Ausgewählter Text:
Besprechung vom 03.03.2025
Jedem seine Rolle
Krimis in Kürze: Alexis Soloski, Gudrun Lerchbaum, David Ulin
Kritiker, ob sie sich Bühne, Leinwand, bildender Kunst oder Büchern widmen, sind oft verhasst. "Crritic" ist in der englischen Fassung von "Warten auf Godot" das schlimmste Schimpfwort (das deutsche "Ober...forstinspektor" klingt dagegen sehr lahm).
Vivian Parry zieht aus dem schlechten Ruf ihre Inspiration. Eigentlich wollte sie Schauspielerin werden, doch ihre überidentifikatorische Haltung hat das verhindert. Sie hat auf Theaterwissenschaft umgesattelt und ist Kritikerin geworden. Entspannen und versinken kann sie allein, wenn im Saal das Licht ausgeht. Mit dem Effekt, dass sie das ganze Leben als Stück wahrnimmt, in dem sie ihre Rolle spielt, ohne je bei sich selbst ankommen zu wollen. Diverse Tabletten und Wodka helfen nach, wenn sie sich doch mal zu nah ist.
Sie ist Single, Anfang dreißig und will Chefkritikerin bei ihrem New Yorker Magazin werden, bis sie in etwas verwickelt wird, was ihr eine neue Rolle abverlangt. Ein angeblicher Student, der sie für seine Abschlussarbeit befragt, ist kurz nach dem Treffen spurlos verschwunden. Sie bewirbt sich als Empfangssekretärin in dem obskuren Büro, in dem er zuletzt gejobbt hat - voller Angstlust, zugleich ein anderes Ich sein und entdeckt werden zu können.
Es wäre unfair zu verraten, wie diese (Selbst-)Inszenierung weitergeht. Das Romandebüt von Alexis Soloski ist in jedem Fall ein lesenswertes, smartes, angenehm bösartiges Buch voller funkelnder Pointen. Soloski ist selbst Theaterkritikerin für die "New York Times", schon lange, obwohl sie noch recht jung ist, sie hat, wie ihre schräge Heldin, Theaterwissenschaften studiert - daraus folgt nicht zwingend, es handle sich bei "Hier im Dunkeln" (Eichborn, 385 S., geb., 24,- Euro) um ein ins Phantastische wucherndes Memoir. Ganz auszuschließen ist es aber auch nicht.
Gudrun Lerchbaum hat mit ihren Romanen "Das giftige Glück" und "Zwischen euch verschwinden" überzeugt, dem Vorgängerbuch zu "Niemand hat es kommen sehen" (Haymon, 281 S., br., 17,90 Euro): eine unverkennbare Stimme, ein wienerisch gefärbter Humor, eher an Verhältnissen als an Fällen, weniger am Plot als am Porträt interessiert. Wie etwa an Maria, die verschwunden war und nun wieder da ist. Sie spricht nicht. Oder kaum. Die Polizei bekommt sie nicht zu fassen. Hat sie ihre Mutter nur gepflegt oder auch umgebracht? Hat sie beim Mord an der Gastwirtin, die sie zur Prostitution genötigt hat, Beihilfe geleistet? Ist sie Opfer, das Täterin wurde, aus der Unterdrückung in die Selbstermächtigung?

Bereitgestellte Daten:
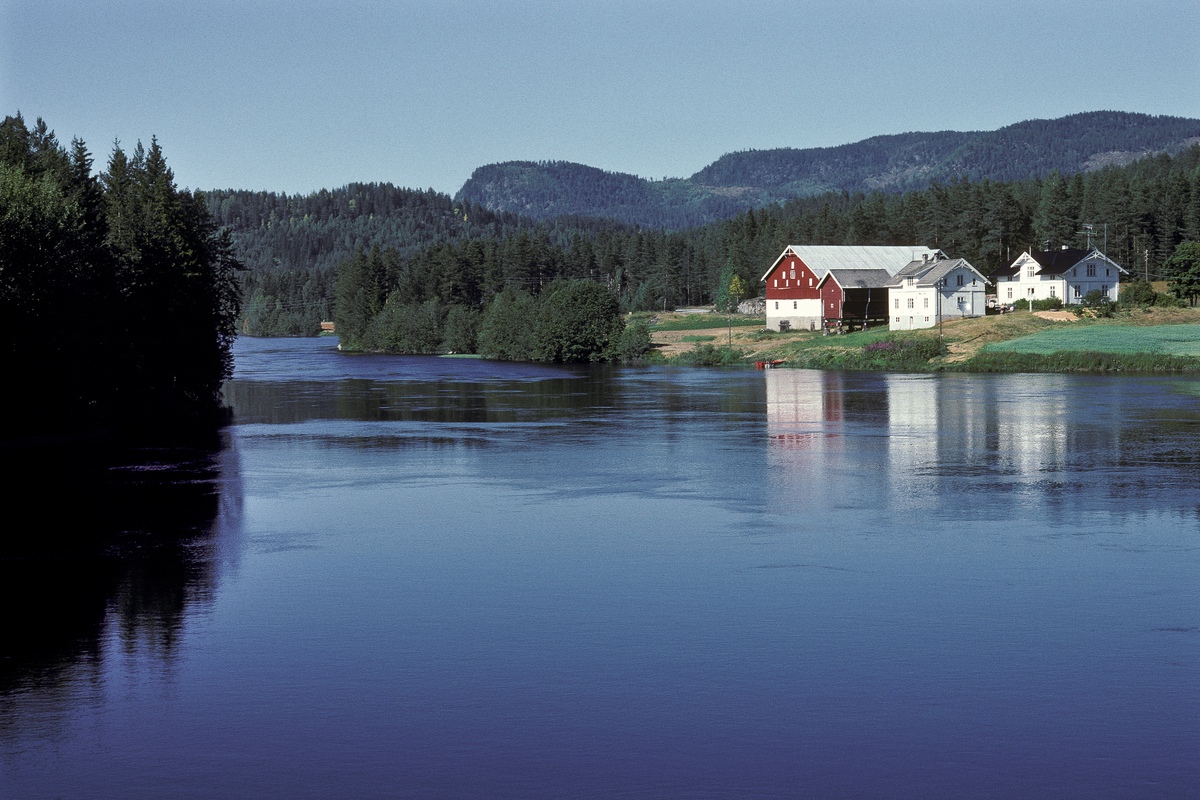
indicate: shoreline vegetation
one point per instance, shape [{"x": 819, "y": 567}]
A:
[
  {"x": 1138, "y": 340},
  {"x": 119, "y": 295},
  {"x": 1153, "y": 340}
]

Zu bearbeiten:
(A) Beantworte anhand der Krimibesprechung diese Fragen:
(i) Für welche Zeitung schreibt Alexis Soloski als Theaterkritikerin?
(ii) Auf welche Stelle bewirbt sich Vivian Parry in dem obskuren Büro?
(iii) In welchem Verlag erscheint „Niemand hat es kommen sehen“?
(B) Gib aus der Krimibesprechung alles von „Sie ist Single, Anfang“ bis hinunter zu „werden zu können.“ wortgetreu wieder.
Die Zeilen stammen aus einer anderen Quelle als die Krimibesprechung.

Vollständige Lösungen:
(A)
(i) Für die „New York Times“.
(ii) Auf die Stelle als Empfangssekretärin.
(iii) Im Verlag Haymon.

(B)
Sie ist Single, Anfang dreißig und will Chefkritikerin bei ihrem New Yorker Magazin werden, bis sie in etwas verwickelt wird, was ihr eine neue Rolle abverlangt. Ein angeblicher Student, der sie für seine Abschlussarbeit befragt, ist kurz nach dem Treffen spurlos verschwunden. Sie bewirbt sich als Empfangssekretärin in dem obskuren Büro, in dem er zuletzt gejobbt hat - voller Angstlust, zugleich ein anderes Ich sein und entdeckt werden zu können.